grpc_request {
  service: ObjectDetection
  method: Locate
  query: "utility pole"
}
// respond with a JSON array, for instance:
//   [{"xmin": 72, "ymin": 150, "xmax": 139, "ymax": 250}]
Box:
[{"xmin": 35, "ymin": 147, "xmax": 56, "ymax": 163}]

———

▸ **DESCRIPTION OF THE TASK**:
Copy the data above line for line, with no changes.

▸ **COMPLETE ANSWER**:
grpc_request {
  service: ObjectDetection
  method: Locate
  query: "utility pole"
}
// respond with a JSON array, for instance:
//   [{"xmin": 72, "ymin": 150, "xmax": 139, "ymax": 250}]
Box:
[{"xmin": 35, "ymin": 147, "xmax": 56, "ymax": 163}]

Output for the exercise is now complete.